SOURCE DOCUMENT =>
Room-temperature single-photon-emitter boosts conventional networks

Single-photon emitters aren't a new thing in physics labs, but they usually require liquid-helium-chilled freezers.

America's Los Alamos National Laboratories (LANL) reckons it's cracked a difficult double: a telecom-frequency single photon emitter that works at room temperature.

This has potential because the two key telecommunications wavelengths are 1330 nm and 1550 nm. At those wavelengths it's easy to make devices like optical amplifiers (erbium-doped amplifiers for 1550 nm are the most common; praseodymium is used for the less-deployed 1330 nm range).

This discovery therefore opens up the possibility that network operators with more-or-less garden variety kit could offer secure comms services. Such services could become possible because when a single photon carries a signal, wiretapping becomes unfeasible: Eve can't eavesdrop on a photon Alice sent to Bob. She can read whatever's encoded on the photon – but Bob won't receive it, so he'll know there's something wrong from the mere fact his information didn't arrive.

To get single photons firing at room temperature, LANL introduced aryl sp3 defects into carbon nanotubes – and controlled the chemical process well enough so that each nanotube only has one defect, meaning it can only emit one photon at a time.

REQUEST A =>
From the single-photon emitter article, give back word for word the part that opens with the words containing "America's Los Alamos" and closes with "at room temperature.".
REQUEST B =>
According to the single-photon emitter article, what did LANL introduce into carbon nanotubes to get single photons firing at room temperature?

ITEMS =>
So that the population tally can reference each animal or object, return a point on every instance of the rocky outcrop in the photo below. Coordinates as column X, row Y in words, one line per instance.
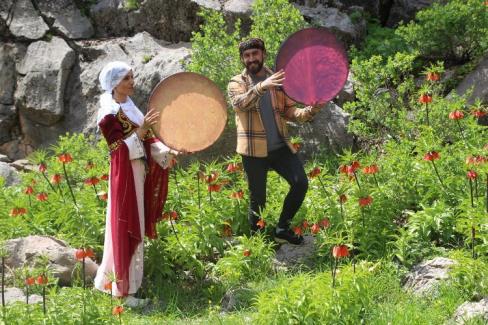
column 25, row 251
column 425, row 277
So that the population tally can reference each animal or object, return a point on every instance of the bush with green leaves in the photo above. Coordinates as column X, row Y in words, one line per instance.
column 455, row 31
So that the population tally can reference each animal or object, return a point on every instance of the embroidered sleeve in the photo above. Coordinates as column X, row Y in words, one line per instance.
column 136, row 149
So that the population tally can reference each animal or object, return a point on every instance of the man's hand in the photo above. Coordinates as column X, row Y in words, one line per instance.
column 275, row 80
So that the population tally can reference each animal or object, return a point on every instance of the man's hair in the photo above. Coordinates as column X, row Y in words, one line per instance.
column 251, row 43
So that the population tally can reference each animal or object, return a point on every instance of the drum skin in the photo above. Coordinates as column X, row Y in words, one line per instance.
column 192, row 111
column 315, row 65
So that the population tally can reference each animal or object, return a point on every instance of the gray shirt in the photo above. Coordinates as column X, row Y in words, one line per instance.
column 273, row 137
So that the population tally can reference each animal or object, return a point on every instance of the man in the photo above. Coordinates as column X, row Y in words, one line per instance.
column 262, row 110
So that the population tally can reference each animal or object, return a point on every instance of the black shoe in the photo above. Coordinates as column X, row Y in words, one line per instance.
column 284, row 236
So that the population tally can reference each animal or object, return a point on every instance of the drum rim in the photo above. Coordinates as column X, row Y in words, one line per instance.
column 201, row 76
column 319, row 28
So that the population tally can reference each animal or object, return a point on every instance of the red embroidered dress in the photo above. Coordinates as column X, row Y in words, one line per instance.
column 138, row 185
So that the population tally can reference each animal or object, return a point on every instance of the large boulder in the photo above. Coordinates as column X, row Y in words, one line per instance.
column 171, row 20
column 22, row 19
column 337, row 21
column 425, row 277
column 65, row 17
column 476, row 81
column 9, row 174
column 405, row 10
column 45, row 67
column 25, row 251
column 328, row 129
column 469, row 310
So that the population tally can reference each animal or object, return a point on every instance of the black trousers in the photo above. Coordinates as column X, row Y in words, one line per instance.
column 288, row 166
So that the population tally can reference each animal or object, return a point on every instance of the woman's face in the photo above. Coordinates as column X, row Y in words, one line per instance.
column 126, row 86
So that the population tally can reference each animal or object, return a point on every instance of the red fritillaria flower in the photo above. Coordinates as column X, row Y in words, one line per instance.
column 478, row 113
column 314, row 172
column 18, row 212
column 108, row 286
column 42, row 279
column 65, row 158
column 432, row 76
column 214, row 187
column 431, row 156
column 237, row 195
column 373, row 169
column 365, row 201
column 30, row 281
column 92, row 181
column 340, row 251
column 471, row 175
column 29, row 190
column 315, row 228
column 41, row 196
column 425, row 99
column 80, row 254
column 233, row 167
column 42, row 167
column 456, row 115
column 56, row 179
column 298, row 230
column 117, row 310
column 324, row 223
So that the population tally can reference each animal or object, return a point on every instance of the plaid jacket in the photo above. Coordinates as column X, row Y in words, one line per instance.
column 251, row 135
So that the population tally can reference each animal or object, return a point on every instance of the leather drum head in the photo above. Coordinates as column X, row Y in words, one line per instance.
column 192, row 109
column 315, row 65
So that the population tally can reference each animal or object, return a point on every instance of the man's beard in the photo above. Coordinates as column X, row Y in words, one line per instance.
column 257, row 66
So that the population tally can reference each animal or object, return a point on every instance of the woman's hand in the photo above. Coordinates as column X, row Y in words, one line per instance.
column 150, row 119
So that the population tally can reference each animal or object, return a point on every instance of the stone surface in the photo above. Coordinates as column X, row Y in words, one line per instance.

CORRECT ANSWER A =>
America's Los Alamos National Laboratories (LANL) reckons it's cracked a difficult double: a telecom-frequency single photon emitter that works at room temperature.

CORRECT ANSWER B =>
Aryl sp3 defects.